**Texto dado:**
● ● ● ● ●

El entierro de Cortijo y su juvenil cronista: cuarenta años después
Versión abreviada del Prólogo de la edición conmemorativa de El entierro de Cortijo, publicada por Ediciones Emergentes en ocasión de los cuarenta años de la publicación original.
Releyendo mi crónica, casi cuarenta años después de publicada y cuarenta años después de escrita, me asombra, ¡todavía!, algo que siempre adiviné estuvo ahí, pero que, al no querer mirar para allá, so pena de desencanto, había olvidado. Escribí la crónica, la publiqué y nunca la releí, excepto alguno que otro fragmento (casi siempre el diálogo de Ismael Rivera con el Cortijo yacente) para alguna lectura, principalmente ante público estudiantil. Prefiero hoy, en esta revisión hecha para lo que supongo será una versión definitiva, señalar lo que me sigue gustando, y hasta asombrando, de esta obra todavía juvenil, escrita a los treinta y seis años.
Escribí esta crónica a partir de los apuntes apresurados que hice apenas llegué a mi casa, después del entierro. La redacción propiamente no recuerdo que haya tardado más de una semana. Es decir, esta obra siempre tuvo la frescura de los detalles, algo de la urgencia del reportaje periodístico. Aunque no la escribí para algún periódico, como otras, contiene cierta premura informativa.

● ● ● ● ●

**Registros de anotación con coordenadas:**
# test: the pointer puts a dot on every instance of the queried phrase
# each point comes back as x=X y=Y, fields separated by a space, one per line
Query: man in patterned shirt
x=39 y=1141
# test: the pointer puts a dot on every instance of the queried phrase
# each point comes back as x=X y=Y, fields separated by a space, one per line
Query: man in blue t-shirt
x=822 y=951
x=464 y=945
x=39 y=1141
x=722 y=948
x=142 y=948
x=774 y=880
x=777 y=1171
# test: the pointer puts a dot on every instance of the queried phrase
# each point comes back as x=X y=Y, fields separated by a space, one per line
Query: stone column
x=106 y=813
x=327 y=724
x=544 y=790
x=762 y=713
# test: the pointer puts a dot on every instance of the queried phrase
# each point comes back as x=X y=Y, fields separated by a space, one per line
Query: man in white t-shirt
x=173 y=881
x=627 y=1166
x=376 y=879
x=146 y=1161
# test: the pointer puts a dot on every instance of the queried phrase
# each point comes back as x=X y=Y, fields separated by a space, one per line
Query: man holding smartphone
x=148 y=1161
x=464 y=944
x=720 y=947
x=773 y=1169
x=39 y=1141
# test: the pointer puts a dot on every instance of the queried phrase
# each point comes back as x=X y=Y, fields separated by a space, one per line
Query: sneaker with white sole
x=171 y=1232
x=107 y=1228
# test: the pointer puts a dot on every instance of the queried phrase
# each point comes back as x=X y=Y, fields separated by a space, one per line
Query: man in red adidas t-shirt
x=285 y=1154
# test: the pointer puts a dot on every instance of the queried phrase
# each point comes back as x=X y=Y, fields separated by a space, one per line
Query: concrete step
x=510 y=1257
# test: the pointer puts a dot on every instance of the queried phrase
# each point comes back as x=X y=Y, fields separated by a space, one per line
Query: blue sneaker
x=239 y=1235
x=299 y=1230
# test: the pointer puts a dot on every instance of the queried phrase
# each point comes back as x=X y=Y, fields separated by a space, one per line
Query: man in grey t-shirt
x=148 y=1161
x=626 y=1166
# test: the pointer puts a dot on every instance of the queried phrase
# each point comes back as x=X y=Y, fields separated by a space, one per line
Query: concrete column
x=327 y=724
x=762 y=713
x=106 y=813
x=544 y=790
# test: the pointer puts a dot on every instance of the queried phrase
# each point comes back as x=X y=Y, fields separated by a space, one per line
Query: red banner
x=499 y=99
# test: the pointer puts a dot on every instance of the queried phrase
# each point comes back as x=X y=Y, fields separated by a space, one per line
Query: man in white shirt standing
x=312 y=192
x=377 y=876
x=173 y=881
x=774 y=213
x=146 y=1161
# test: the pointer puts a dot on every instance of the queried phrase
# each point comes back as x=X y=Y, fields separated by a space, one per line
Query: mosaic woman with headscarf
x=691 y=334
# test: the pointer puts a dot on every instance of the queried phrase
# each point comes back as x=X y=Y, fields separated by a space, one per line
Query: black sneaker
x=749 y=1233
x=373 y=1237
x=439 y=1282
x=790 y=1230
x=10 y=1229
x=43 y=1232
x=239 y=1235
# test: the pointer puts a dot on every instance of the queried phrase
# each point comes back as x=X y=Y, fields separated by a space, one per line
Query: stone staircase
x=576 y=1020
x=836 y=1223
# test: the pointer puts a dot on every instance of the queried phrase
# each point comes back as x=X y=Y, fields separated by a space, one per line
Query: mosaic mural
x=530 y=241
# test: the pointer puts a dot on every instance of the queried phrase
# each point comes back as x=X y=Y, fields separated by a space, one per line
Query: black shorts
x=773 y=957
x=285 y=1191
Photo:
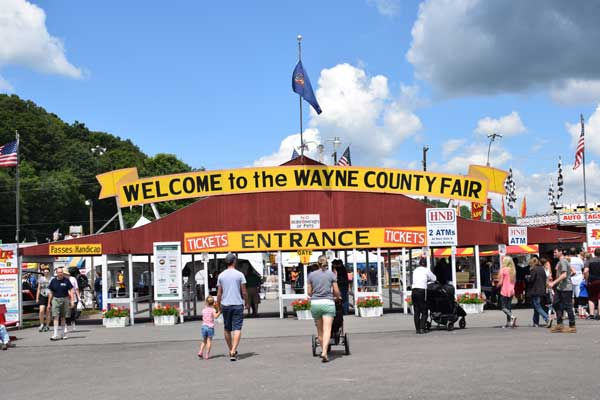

● ● ● ● ●

**Tarea escrita A:** Reescribe de forma más breve el párrafo del prólogo sobre la crónica que empieza con «Escribí esta crónica a partir de los apuntes», conservando sus datos principales.
**Tarea escrita B:** Prosigue el prólogo sobre la crónica a partir de su última oración.

**Respuesta esperada A:** Escribí la crónica con apuntes rápidos que tomé al llegar a casa tras el entierro, y la redacté en no más de una semana, según recuerdo. Por eso conserva la frescura de los detalles y cierta urgencia de reportaje. Aunque, a diferencia de otras, no fue escrita para un periódico, tiene cierta premura informativa.

**Respuesta esperada B:**
Ahora bien, lo que más me asombra es la presencia de ese yo fuerte, ese temperamento que bien se ajusta a las exigencias de una buena crónica. Todo eso está en el tono, la actitud en la voz del cronista, equidistante entre la ironía satírica, el pensamiento, la observación y la ternura. Es una mirada abierta a los alrededores, y a lo que está ocurriendo en el entierro, pero desde la interioridad. Y esa visión que a veces ocupa hasta la intimidad del cronista un poco a la manera del “dandy” proustiano siempre permanece dudosa, incierta, nada autoritaria, inclinada, aunque con notables compases de espera, a la observación. Ya cuando pensamos que el narrador caerá en el ensimismamiento, se alerta para testimoniar lo que ocurre a su alrededor.
La aventura de captar el asalto del habla callejera, las “voces de la tribu”, a veces alcanza esa cualidad de “monólogo interior” que casi se va en fuga hacia el “flujo de conciencia”, aquel “stream of consciousness”; lo cual evidencia que todavía el vanguardismo de Jack Kerouac, por ejemplo, estaba cerca de mis paradigmas literarios. La intimidad de esa voz, sin embargo, tiene siempre una especie de “cámara en mano”, dispuesta para captar lo que ocurre de cerca, y con la mayor veracidad. Esa primera persona de observador se mantiene pendiente, porosa, ahí colocada en el sitial privilegiado conformado por el cronista. Su monólogo interior es avasallado por la multiplicidad de voces que se escuchan; es un punto de vista muy original, quizás único en nuestra literatura.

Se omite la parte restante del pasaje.